## Tasks
• 1. In the red pepper chicken curry recipe below, how long should the chicken cook covered once it is added to the sauce?
• 2. Continue the red pepper chicken curry recipe below, starting right after its final sentence.

## Supplied text

────────────────────

I realise it’s been a while since I’ve last blogged about any family meals. So here you go! I created this curry because my little one absolutely LOVES bell peppers! She’ll quite happily eat them raw (washed and deseeded), and frequently munches on a whole pack of three whilst watching her favourite show – Peppa Pig. In fact, one of the best ways I’ve found to keep her occupied is to literally whack a bell pepper in her hand and let her munch on it. It’s fresh, colourful enough for the kids and is rich in vitamins A and C, and B vitamins. Winners all around!

Red Pepper Chicken Curry_low

In this curry I’ve used a red bell pepper to form the main base of the curry sauce. It still contains all of those lovely aromatic Indian spices, but this curry has a unique taste that is loved by our whole family so I thought I’d share it with you.

Try it for dinner tonight… it only takes half an hour.

 

Total preparation and cooking time: 30mins
Serves a family of 4

 

50ml (2fl oz) olive oil
1 onion – peeled, chopped
3 whole cloves
1 small cinnamon stick
3 cardamom pods – green
4 black peppercorns
1 red bell pepper/ capsicum – washed, roughly chopped, deseeded
6 garlic cloves
Ginger root – 1” piece, peeled
½ tsp ground turmeric
1 ½ tsp ground cumin
1 ½ tsp ground coriander
200g (7oz) tinned peeled plum tomatoes – crushed
1 tsp dark brown sugar
Salt to taste
Red chilli powder to taste
500g (1lb 2oz) chicken thighs – cubed, fat-trimmed

 

Heat the oil in a pot and add the onion, cloves, cinnamon, cardamom and peppercorns. Stir-fry until the onions are browning.

Whilst the onions are browning, place the red pepper, garlic cloves and ginger into a blender and blend into a paste. Once the onions have browned, add the red pepper paste, turmeric, cumin and coriander and lightly cook the spices for 1-2mins stirring continuously.

Then add the tomatoes by gently crushing them with your hands and dropping them in, followed by the brown sugar, salt and red chilli powder. Then let the sauce simmer on medium-low heat for about 5mins.

Add the chicken to the sauce and cook covered for 15-20mins or until the chicken is tender. Stirring occasionally.

Garnish with freshly chopped coriander/ cilantro and serve with freshly cooked rice, naan or roti.

────────────────────

## Information given
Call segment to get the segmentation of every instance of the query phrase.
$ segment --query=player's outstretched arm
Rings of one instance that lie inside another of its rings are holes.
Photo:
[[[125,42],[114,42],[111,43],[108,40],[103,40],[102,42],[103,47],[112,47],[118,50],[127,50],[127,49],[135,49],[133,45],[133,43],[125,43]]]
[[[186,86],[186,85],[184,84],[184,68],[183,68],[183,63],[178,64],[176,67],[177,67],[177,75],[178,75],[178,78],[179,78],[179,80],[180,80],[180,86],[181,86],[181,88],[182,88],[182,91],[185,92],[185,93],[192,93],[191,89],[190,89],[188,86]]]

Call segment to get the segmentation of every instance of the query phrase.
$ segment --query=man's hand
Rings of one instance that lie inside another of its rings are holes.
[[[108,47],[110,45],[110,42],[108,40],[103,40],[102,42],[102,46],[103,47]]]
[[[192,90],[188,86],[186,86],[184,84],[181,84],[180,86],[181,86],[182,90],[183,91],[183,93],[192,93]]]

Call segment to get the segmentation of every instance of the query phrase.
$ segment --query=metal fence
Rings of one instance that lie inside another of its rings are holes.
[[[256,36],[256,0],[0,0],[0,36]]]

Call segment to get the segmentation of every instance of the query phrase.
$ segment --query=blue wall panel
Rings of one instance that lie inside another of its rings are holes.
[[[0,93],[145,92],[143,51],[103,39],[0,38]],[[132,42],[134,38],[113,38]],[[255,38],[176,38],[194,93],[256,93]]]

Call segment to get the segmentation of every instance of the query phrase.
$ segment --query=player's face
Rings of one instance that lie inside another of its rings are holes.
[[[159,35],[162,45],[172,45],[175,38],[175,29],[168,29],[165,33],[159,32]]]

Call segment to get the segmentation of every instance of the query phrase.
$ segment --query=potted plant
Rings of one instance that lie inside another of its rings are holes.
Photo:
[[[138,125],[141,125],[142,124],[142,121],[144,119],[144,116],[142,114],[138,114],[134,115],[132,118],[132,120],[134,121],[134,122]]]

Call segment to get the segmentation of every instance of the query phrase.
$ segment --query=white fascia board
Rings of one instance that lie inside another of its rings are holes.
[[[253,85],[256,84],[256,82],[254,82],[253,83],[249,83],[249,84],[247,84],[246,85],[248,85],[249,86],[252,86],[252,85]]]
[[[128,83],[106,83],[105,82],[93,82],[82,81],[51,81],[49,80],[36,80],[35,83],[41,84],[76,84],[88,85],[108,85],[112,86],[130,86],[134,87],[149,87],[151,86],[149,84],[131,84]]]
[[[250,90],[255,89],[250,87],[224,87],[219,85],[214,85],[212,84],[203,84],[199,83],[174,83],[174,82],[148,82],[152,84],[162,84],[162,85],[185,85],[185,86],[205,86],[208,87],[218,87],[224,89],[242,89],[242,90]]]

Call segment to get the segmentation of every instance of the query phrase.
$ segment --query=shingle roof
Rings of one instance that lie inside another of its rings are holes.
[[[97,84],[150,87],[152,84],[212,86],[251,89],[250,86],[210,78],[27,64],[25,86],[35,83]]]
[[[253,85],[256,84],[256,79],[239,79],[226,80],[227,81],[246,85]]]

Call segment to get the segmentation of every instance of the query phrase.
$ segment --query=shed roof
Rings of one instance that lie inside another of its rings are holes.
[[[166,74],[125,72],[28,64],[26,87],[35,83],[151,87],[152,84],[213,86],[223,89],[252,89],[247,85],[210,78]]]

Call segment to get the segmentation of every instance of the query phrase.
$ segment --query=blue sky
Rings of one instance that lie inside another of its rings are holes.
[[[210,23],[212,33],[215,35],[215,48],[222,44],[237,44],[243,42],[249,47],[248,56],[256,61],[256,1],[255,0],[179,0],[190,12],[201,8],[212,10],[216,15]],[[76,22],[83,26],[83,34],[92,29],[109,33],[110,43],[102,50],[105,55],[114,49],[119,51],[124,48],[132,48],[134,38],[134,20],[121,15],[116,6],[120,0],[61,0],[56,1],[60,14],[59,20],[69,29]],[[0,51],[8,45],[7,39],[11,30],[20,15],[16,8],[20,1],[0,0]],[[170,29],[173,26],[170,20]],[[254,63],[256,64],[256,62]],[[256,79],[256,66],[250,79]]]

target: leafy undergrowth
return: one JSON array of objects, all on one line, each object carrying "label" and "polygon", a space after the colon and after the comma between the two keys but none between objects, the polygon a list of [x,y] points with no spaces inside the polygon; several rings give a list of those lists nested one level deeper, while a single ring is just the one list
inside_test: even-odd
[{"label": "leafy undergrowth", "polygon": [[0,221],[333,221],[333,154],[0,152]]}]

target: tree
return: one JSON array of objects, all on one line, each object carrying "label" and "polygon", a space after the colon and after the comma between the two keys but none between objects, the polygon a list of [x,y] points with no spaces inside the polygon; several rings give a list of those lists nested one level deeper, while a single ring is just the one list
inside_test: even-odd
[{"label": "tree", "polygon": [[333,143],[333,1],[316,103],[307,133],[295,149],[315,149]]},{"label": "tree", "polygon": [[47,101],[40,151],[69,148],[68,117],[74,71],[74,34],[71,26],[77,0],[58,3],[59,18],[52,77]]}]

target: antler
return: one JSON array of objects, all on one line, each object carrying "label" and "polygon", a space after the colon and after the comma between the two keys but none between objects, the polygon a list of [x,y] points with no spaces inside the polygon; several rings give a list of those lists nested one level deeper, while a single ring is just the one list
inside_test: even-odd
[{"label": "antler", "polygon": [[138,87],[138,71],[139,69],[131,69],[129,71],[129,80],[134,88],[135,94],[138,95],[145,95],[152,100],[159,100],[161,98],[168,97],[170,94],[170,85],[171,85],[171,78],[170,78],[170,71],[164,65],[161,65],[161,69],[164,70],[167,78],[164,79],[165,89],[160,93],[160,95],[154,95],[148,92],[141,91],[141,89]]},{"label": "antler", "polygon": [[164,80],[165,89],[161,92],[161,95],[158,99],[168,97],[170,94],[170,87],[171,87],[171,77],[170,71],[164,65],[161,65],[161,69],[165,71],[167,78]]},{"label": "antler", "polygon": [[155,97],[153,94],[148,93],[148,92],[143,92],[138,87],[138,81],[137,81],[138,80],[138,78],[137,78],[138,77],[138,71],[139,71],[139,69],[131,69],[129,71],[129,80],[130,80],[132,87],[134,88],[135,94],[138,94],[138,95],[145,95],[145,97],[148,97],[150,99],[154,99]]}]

────────────────────

## Written responses
• 1. 15 to 20 minutes, or until the chicken is tender.

• 2.
Note: If you don’t want to include salt or chillies in your little ones serving, cook the entire curry as described above but without adding these two items. Add them at the end when you have removed a serving for your little one.

Spice Flavour Chart – Sweet and Savoury

With so many spices available to purchase in the supermarkets it can be tricky to know which spices are suitable for which types of meals. If you’re feeling experimental and want to create your own meals for baby and the rest of the family, you can create your very own spice blend using a combination of the flavour details I’ve listed below.

There are no rules about what you should and shouldn’t use spices with when it comes to cooking, so you needn’t be cooking a curry when you use them. Add one or two spices to your everyday meals to make them more exciting for the family. For example, add some ground coriander to casseroles, star anise to barbeques or add a little paprika to your bolognaise sauce. There are tons of combinations to try!

 

Black Pepper

Flavour: strong, deep flavour, sharp

Tastes best with: savoury dishes

Can be used with virtually everything!

Baking spice: no

 

Cardamom – black

Flavour: smoky, menthol aroma, warm, bold flavour

Tastes best with: savoury dishes

Try it in my Humble Dhal, Crumbly Beef Goulash family recipes or my Black Eyed Bean Pilaf with Lime recipe for toddlers.

Baking spice: no

 

Cardamom – green

Flavour: fragrant, sweet, menthol aroma, delicate flavour

Tastes best with: sweet and savoury dishes

A sweet yogurt dessert to try this spice with – Papaya Shrikhand for babies

Baking spice: yes

 

Cayenne Pepper

Flavour: hot, spicy flavour

Tastes best with: savoury dishes

Try this in my Sloppy Joe Kebab for the family

Baking spice: traditionally no, although is fab in chocolate chilli cake

 

Cinnamon

Flavour: sweet, woody, warm

Tastes best with: sweet and savoury dishes

Delicious in my Spicy Sweet Potato Fries or my Simple Banana Sticks with a Touch of Cinnamon for babies

Baking spice: yes

 

Cloves

Flavour: warm, sweet, aromatic, woody

Tastes best with: sweet and savoury dishes

Try them in my Thai Lamb Masala Curry for the family or my Spiced Winter Pear for babies.

Baking spice: yes

 

Coriander – ground

Flavour: strong nutty aroma and sweetish piquant taste

Tastes best with: sweet and savoury dishes

Try it in most of my recipes including my Masala Fish Curry or Indian Meatballs in a 5 Minute Marinara Sauce family recipes. Alternatively try it in a Yummy Spiced Potato Pie for babies

Baking spice: traditionally no, although can be used in cakes and biscuits

 

Cumin – ground

Flavour: earthy, warm, mild, nutty

Tastes best with: savoury dishes

My little one loves it in these Mini Masala Omelettes. Ready in less than 10mins!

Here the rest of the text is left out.